#### Cosa fare
1. Nel brano sulla violenza sulle donne, entro quanti giorni la normativa impone di sentire la vittima?
2. Ricopia fedelmente dal brano sulla violenza sulle donne il tratto che va da "Alla competenza degli" fino a "società prettamente patriarcale.".
3. Prosegui il brano sulla violenza sulle donne a partire dal punto in cui si interrompe.

#### Brano proposto
===============
Ad un anno dalla entrata in vigore della normativa sono emerse alcune criticità dovute in parte alla previsione che impone di sentire la vittima entro 3 giorni (a volte rischiando di aggiungere pressione a donne già estremamente fragili) dall’altra dalla molteplicità di denunce che sono arrivate nei primi mesi dopo l’entrata in vigore della legge. La quantità di denunce richiede una maggiore competenza e specializzazione dei pubblici ministeri e delle forze dell’ordine al fine di rendere veramente efficaci gli strumenti che la normativa ha introdotto. Solo in questo modo riusciremo effettivamente ad avere una diminuzione dei femminicidi.
-La magistratura italiana, è portatrice di pregiudizio, per quanto riguarda i casi di violenza sulle donne?
Alla competenza degli organi preposti deve essere affiancato un forte lavoro di preparazione per abbattere i pregiudizi che ancora troppo spesso accompagnano questo tipo di denunce. La violenza sulle donne è purtroppo figlia di una cultura maschilista e patriarcale che va sconfitta in ambito sociale prima che giudiziario.
Quando leggiamo di episodi di femminicidio troppo spesso emerge una differenza nel riportare le notizie laddove parlando dell’uomo di usano termini positivi “lavoratore instancabile”, “padre premuroso” mentre parlando della donna spesso si scrive “lei lo aveva lasciato, voleva il divorzio; lui le aveva chiesto un’altra possibilità ma lei aveva detto no”, con una connotazione che sebbene involontaria, tende a perpetuare il messaggio di una società prettamente patriarcale.
Anche in sede giudiziaria sia civile che penale spesso all’atteggiamento dell’uomo viene associata una connotazione di minor disvalore utilizzando frasi e attenuanti quali “raptus”, “lite familiare”, “gelosia” si ritiene il colpevole quale a sua volta vittima di un impulso incontrollato, di una perdita momentanea di coscienza ecc.
===============
#### Dati grezzi
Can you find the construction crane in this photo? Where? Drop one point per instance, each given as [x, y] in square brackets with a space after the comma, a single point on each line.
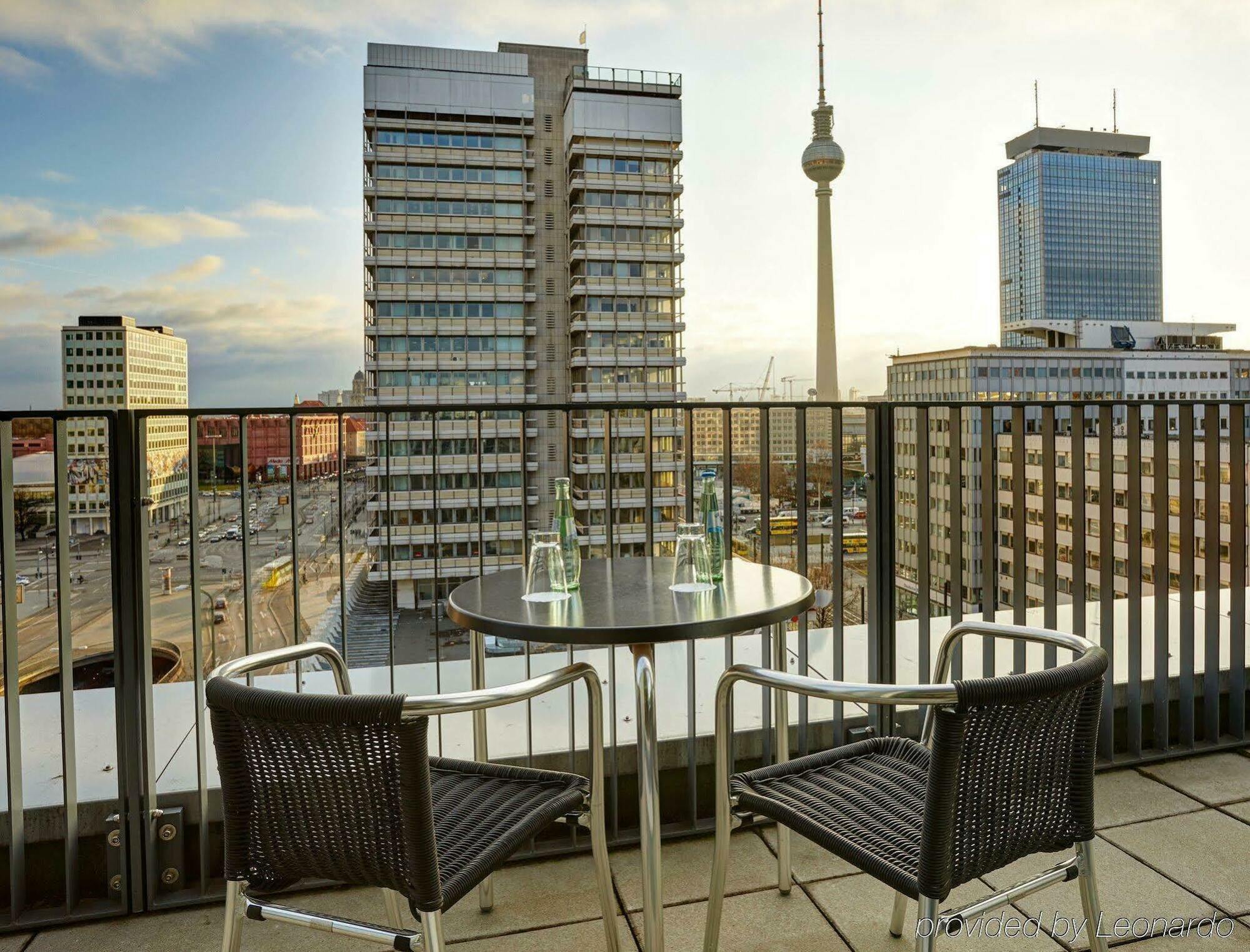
===============
#### Risposte per compito
1. Entro 3 giorni.

2.
Alla competenza degli organi preposti deve essere affiancato un forte lavoro di preparazione per abbattere i pregiudizi che ancora troppo spesso accompagnano questo tipo di denunce. La violenza sulle donne è purtroppo figlia di una cultura maschilista e patriarcale che va sconfitta in ambito sociale prima che giudiziario.
Quando leggiamo di episodi di femminicidio troppo spesso emerge una differenza nel riportare le notizie laddove parlando dell’uomo di usano termini positivi “lavoratore instancabile”, “padre premuroso” mentre parlando della donna spesso si scrive “lei lo aveva lasciato, voleva il divorzio; lui le aveva chiesto un’altra possibilità ma lei aveva detto no”, con una connotazione che sebbene involontaria, tende a perpetuare il messaggio di una società prettamente patriarcale.

3.
Uno dei casi che più recentemente ha fatto scalpore è la decisione della Corte d’Assise d’appello di Bologna che, nel novembre 2018, ha riconosciuto le attenuanti generiche all’imputato condannato per l’omicidio della sua fidanzata, motivando in questo modo: “Sebbene quel sentimento [la gelosia, N.d.A.] fosse certamente immotivato e inidoneo a inficiare la capacità di autodeterminazione dell’imputato, tuttavia esso determinò in lui, a causa delle sue poco felici esperienze di vita, quella che efficacemente il perito descrisse come ‘una soverchiante tempesta emotiva e passionale’, che in effetti si manifestò subito dopo anche col teatrale tentativo di suicidio: si tratta di una condizione che appare idonea a influire sulla misura della responsabilità penale”.
Recentemente tali pregiudizi sono emersi nel caso dell’imprenditore milanese che organizzava festini a base di droga e alcool commettendo pesanti violenze su alcune ragazze.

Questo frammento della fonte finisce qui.